PROVIDED RECORDS:

++++++++++++++++++++

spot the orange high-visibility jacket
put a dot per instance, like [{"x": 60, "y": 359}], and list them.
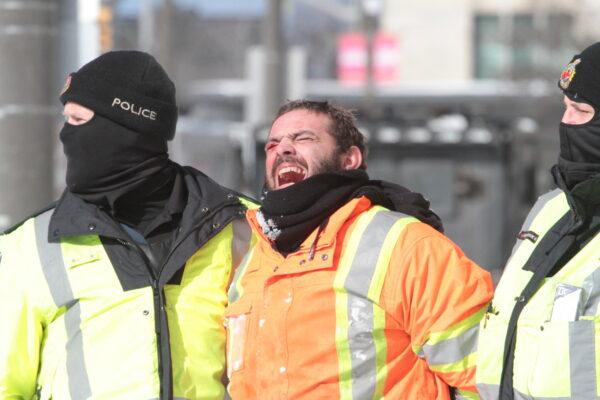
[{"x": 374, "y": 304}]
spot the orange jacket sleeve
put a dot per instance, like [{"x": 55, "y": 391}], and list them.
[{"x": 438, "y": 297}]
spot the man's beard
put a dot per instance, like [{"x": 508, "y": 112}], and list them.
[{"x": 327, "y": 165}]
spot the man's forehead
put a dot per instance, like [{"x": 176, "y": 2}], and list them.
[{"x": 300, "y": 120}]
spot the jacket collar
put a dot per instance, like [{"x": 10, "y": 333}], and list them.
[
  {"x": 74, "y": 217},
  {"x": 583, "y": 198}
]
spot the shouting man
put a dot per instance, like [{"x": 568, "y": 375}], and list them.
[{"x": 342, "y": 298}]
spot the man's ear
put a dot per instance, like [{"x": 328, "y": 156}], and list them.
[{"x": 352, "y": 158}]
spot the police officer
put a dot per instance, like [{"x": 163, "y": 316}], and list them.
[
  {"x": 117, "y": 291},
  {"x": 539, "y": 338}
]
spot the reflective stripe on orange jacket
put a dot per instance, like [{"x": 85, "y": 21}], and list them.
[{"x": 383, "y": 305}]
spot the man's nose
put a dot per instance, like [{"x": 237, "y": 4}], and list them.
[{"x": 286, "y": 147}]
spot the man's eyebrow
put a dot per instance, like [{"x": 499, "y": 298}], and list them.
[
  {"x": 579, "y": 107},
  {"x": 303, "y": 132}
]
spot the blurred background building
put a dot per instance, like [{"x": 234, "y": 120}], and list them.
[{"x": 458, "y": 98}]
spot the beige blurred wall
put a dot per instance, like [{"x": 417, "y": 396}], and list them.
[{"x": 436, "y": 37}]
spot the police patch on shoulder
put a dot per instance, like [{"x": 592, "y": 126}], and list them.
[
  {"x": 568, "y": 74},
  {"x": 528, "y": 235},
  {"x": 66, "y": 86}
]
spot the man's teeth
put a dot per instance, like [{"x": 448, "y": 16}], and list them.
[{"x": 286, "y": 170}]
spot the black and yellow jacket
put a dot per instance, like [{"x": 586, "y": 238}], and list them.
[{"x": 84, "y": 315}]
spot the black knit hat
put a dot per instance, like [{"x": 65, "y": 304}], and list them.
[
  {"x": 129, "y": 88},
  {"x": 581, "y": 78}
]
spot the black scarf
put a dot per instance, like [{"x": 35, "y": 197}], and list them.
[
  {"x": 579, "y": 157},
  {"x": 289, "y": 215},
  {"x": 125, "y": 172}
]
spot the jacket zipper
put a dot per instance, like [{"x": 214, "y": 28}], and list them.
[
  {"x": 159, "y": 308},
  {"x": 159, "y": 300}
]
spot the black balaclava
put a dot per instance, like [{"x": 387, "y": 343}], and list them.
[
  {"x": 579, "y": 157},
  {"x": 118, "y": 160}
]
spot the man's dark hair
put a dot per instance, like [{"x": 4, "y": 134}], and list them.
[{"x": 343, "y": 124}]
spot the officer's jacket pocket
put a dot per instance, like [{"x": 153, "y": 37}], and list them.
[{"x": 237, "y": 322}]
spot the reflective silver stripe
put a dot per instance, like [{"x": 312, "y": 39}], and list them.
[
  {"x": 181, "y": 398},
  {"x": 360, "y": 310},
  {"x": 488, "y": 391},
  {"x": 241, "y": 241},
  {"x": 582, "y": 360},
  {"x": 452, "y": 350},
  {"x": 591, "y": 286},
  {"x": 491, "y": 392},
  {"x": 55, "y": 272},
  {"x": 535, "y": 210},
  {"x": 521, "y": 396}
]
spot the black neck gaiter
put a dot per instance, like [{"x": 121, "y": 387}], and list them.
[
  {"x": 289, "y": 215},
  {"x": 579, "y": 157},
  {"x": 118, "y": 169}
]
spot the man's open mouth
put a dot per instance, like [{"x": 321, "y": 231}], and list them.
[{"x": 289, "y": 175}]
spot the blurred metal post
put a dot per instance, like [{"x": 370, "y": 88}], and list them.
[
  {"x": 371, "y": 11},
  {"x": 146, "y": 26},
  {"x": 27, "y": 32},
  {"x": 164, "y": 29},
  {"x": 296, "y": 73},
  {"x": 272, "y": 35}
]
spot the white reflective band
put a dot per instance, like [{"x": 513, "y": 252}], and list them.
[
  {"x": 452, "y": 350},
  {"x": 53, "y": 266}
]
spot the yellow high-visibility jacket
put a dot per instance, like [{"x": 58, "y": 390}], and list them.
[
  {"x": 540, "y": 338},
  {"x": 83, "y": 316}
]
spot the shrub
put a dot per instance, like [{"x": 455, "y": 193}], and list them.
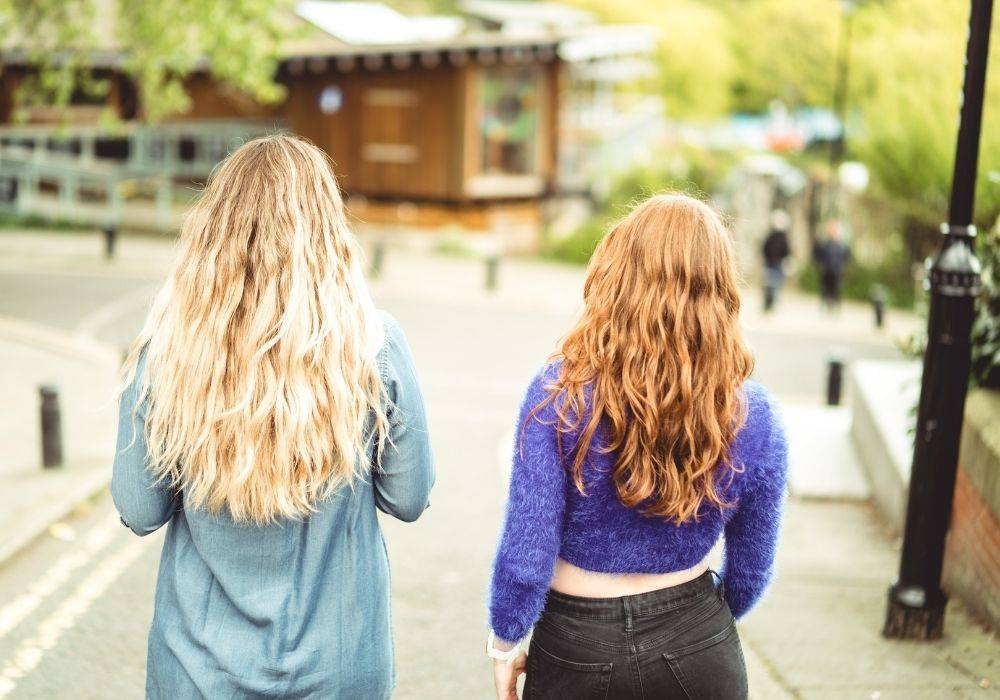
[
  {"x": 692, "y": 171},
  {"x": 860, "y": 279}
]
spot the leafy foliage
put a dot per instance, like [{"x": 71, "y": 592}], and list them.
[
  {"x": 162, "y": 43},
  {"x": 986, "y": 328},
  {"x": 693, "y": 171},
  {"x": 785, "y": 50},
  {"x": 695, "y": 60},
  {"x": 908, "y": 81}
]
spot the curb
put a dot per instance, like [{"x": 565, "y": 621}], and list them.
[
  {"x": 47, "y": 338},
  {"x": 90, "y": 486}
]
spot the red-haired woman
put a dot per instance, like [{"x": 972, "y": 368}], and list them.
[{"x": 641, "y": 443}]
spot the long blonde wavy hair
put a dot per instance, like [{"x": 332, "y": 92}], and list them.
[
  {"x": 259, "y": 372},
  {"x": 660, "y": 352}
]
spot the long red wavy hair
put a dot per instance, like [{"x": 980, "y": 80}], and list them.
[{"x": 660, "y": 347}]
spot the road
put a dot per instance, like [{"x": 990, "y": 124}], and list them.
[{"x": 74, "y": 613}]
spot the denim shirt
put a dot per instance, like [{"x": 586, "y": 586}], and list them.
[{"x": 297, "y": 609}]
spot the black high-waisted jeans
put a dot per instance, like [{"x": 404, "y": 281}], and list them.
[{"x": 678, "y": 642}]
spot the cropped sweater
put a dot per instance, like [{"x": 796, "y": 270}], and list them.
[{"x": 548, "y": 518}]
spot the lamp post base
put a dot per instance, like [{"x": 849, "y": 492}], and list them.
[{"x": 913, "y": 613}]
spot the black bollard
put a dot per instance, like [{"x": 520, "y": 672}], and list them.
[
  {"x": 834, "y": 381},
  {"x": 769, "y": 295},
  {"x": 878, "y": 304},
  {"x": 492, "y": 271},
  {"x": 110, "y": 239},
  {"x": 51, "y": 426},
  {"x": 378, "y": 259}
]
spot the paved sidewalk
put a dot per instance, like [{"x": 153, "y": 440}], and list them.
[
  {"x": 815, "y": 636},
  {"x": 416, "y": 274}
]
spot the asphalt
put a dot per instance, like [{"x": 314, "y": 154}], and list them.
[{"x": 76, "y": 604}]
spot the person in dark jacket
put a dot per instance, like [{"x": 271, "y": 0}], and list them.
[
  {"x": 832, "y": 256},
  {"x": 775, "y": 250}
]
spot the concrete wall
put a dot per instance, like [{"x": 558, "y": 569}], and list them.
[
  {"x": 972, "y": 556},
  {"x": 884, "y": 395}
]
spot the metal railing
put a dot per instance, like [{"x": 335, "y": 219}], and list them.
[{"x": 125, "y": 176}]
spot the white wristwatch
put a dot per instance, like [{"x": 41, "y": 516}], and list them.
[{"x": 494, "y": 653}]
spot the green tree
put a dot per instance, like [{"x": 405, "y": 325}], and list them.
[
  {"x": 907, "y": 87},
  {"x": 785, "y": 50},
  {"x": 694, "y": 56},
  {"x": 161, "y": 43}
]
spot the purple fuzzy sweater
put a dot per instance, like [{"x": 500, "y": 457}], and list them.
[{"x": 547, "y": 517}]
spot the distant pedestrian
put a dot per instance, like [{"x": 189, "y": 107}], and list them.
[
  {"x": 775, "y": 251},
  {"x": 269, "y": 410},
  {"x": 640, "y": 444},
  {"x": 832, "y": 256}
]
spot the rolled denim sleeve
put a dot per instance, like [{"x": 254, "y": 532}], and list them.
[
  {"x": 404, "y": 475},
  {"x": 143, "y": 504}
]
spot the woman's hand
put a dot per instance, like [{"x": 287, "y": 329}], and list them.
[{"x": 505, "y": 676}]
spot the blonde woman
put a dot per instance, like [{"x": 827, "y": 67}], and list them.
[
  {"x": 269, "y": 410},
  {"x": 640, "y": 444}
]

++++++++++++++++++++

Write the lines out exactly, from the one with "spot the metal railing" down to the last line of the listing, and leave out all others.

spot the metal railing
put a dot per instance, like [{"x": 335, "y": 219}], and list them.
[{"x": 125, "y": 176}]
spot the white wristwatch
put a dot per instance, like [{"x": 41, "y": 516}], and list them.
[{"x": 494, "y": 653}]
spot the green tree
put a dot per instance, like [{"x": 405, "y": 325}], and list them.
[
  {"x": 907, "y": 87},
  {"x": 785, "y": 50},
  {"x": 694, "y": 56},
  {"x": 161, "y": 43}
]
spot the purple fuzzy sweater
put a dot per instance, like [{"x": 500, "y": 457}], and list them.
[{"x": 547, "y": 517}]
spot the distant pedestrian
put a dot per instance, like [{"x": 189, "y": 107}], and list them.
[
  {"x": 775, "y": 251},
  {"x": 269, "y": 410},
  {"x": 640, "y": 444},
  {"x": 832, "y": 256}
]
spot the rolled denim sleeve
put a dot per instance, like [{"x": 254, "y": 532}], and list them.
[
  {"x": 404, "y": 475},
  {"x": 143, "y": 504}
]
spot the woman's hand
put a dot per instance, like [{"x": 287, "y": 329}], and list them.
[{"x": 505, "y": 676}]
spot the blonde woman
put a dot per instance, like [{"x": 827, "y": 67}], and list them.
[
  {"x": 269, "y": 410},
  {"x": 640, "y": 444}
]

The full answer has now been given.